Records in a dataset:
:::::

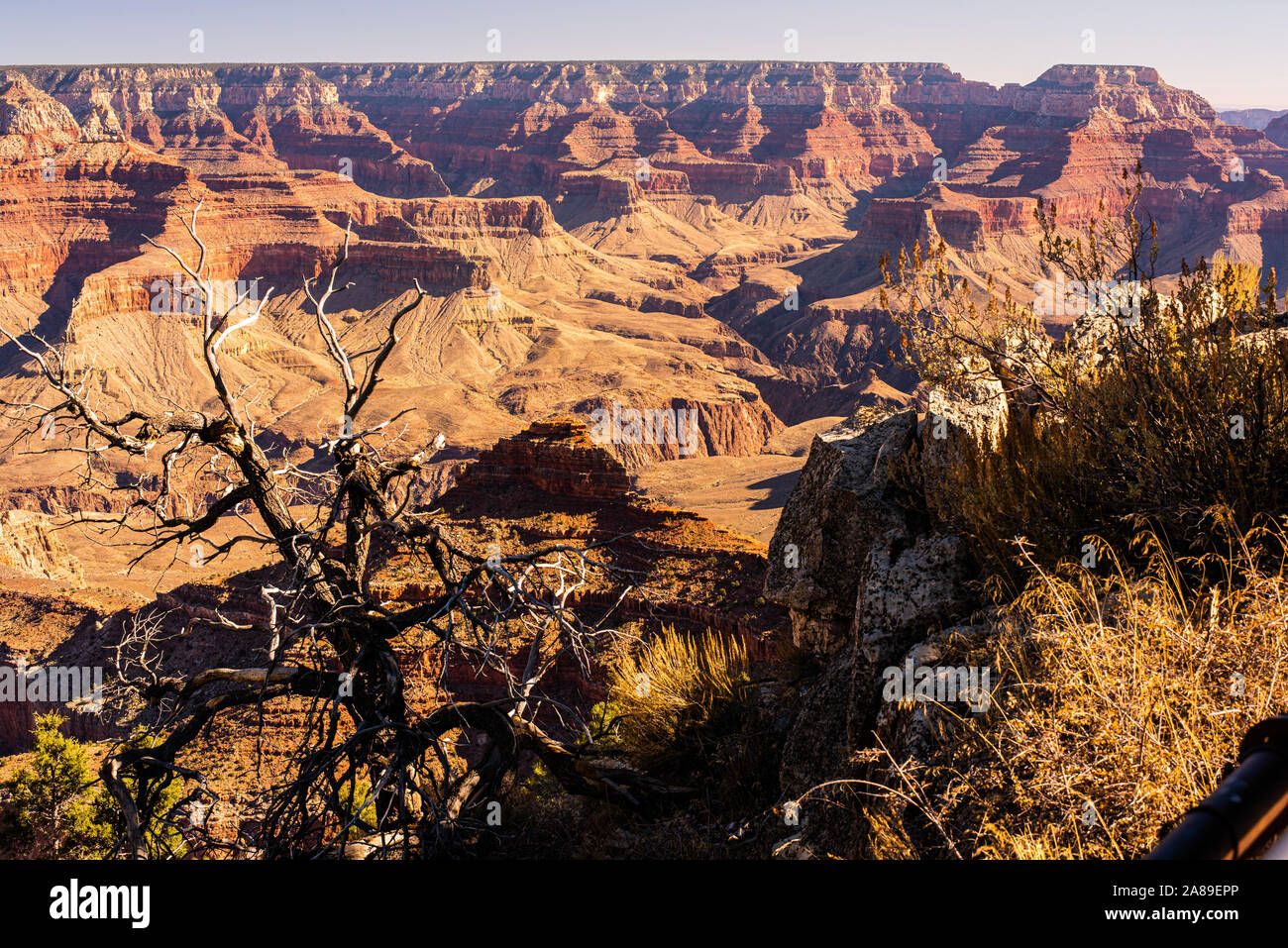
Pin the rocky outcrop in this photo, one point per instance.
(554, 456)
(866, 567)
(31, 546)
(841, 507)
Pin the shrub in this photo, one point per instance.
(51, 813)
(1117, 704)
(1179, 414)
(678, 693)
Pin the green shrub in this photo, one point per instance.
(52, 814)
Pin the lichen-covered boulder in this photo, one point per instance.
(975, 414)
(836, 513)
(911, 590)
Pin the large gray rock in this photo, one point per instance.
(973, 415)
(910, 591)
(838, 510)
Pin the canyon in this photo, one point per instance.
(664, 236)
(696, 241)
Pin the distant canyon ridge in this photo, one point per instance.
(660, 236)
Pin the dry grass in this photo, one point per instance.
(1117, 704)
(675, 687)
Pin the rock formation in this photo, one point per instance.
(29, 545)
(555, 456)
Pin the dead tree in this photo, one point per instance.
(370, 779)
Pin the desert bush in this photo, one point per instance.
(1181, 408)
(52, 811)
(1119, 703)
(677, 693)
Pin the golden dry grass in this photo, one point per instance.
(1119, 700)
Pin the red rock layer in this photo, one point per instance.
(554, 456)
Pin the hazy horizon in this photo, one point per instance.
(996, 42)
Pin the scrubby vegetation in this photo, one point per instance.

:::::

Aim of the task = Output every line of the data above as a JSON list of strings, with one string per line and blank lines skipped. Omit the pictures.

Result =
[
  "Pin the rocky outcrop in this photo, one point per instance.",
  "(554, 456)",
  "(866, 567)",
  "(31, 546)",
  "(841, 507)",
  "Pin the shrub in this photo, one point per instance.",
  "(51, 813)",
  "(1117, 704)",
  "(1179, 414)",
  "(678, 693)",
  "Pin the green shrub in this photo, one point per instance.",
  "(52, 814)",
  "Pin the lichen-covered boulder in this photo, one point per instance.",
  "(975, 414)",
  "(836, 513)",
  "(911, 590)",
  "Pin the large gray rock in this photo, one point per instance.",
  "(973, 415)",
  "(910, 591)",
  "(838, 510)",
  "Pin the canyon in this photo, one point per instance.",
  "(664, 236)",
  "(696, 241)",
  "Pin the distant canyon ridge in this photo, one point per instance.",
  "(660, 236)",
  "Pin the dry grass in this photo, one point per instance.",
  "(1117, 704)",
  "(675, 687)",
  "Pin the rock formation in this photo, one point per instance.",
  "(29, 545)",
  "(555, 456)",
  "Pin the dead tree in this photo, one point per instance.",
  "(370, 779)",
  "Pin the desert bush in this photo, one point per instance.",
  "(1181, 408)",
  "(52, 811)",
  "(1119, 703)",
  "(677, 693)",
  "Pin the golden dry grass in this photo, one point per instance.",
  "(1119, 700)",
  "Pin the red rock layer in this photo, one point per instance.",
  "(554, 456)",
  "Pin the hazy horizon in this photo, one point per instance.",
  "(996, 42)",
  "Pin the scrubby vegetation in this photo, one point per instance."
]